Teks Bacaan:
-=-=-

Potensi Maladministrasi pada Kabinet Mendatang
SIARAN PERS
Kamis, 12 Agustus 2019
Pada Kabinet baru mendatang, besar kemungkinan akan terlihat beberapa hal seperti perubahan nomenklatur, pembentukan organisasi baru dan pembentukan formasi bagi pejabat baru. Perubahan nomenklatur yang mungkin terjadi adalah penggabungan kementerian dengan tupoksi baru, penghapusan kementerian dan penurunan tupoksi kementerian menjadi badan, peningkatan tupoksi dari badan menjadi kementerian baru juga Perubahan/penambahan/penghapusan tupoksi di kementerian.
Sebagai produk politik, keputusan pembentukan kabinet kemudian dilanjutkan dengan kerja-kerja administrasi yang rumit, panjang dan melelahkan oleh birokrasi guna menyusun SOTK dan prosedur kerja yang baru. Demikian pula harus segera diselesaikan masalah mulai dari migrasi data, migrasi SDM hingga migrasi asset. Menjadi tidak wajar, apabila dalam prosesnya kemudian terjadi berbagai keterlambatan, kesalahan, pelanggaran, ketidakpatutan dan sebagainya, yang biasa dikenal dengan sebutan "maladministrasi".
Maladministrasi tentu tidak diharapkan terjadi, apalagi bila dilakukan oleh instansi-instansi yang memiliki fungsi penyelenggara pelayanan publik. Adanya keterlambatan, kesalahan, ketidakpatutan hingga yang berujung pada kegagalan memberikan layanan, perlu dihindari oleh Presiden Jokowi.

-=-=-

Bahan yang Disediakan:
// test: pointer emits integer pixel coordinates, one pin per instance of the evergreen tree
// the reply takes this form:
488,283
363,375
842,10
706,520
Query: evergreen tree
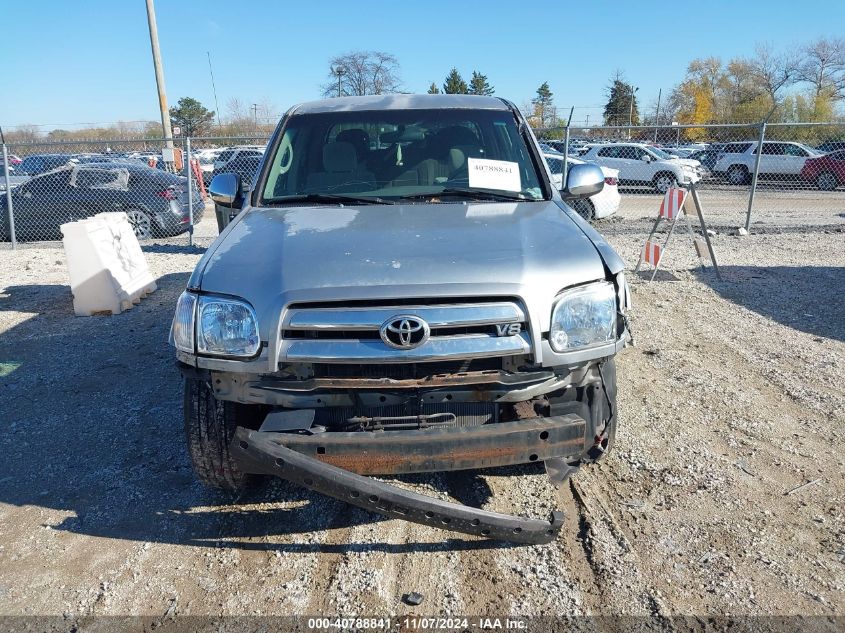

-=-=-

Tugas Latihan 1: Tuliskan ulang kata demi kata bagian siaran pers tentang potensi maladministrasi yang dibuka dengan kata-kata yang memuat "Maladministrasi tentu tidak" dan ditutup dengan "oleh Presiden Jokowi.".
Tugas Latihan 2: Sebutkan semua jenis migrasi yang menurut siaran pers tentang potensi maladministrasi harus segera diselesaikan.

Keluaran yang Diharapkan 1:
Maladministrasi tentu tidak diharapkan terjadi, apalagi bila dilakukan oleh instansi-instansi yang memiliki fungsi penyelenggara pelayanan publik. Adanya keterlambatan, kesalahan, ketidakpatutan hingga yang berujung pada kegagalan memberikan layanan, perlu dihindari oleh Presiden Jokowi.

Keluaran yang Diharapkan 2: migrasi data, migrasi SDM, migrasi asset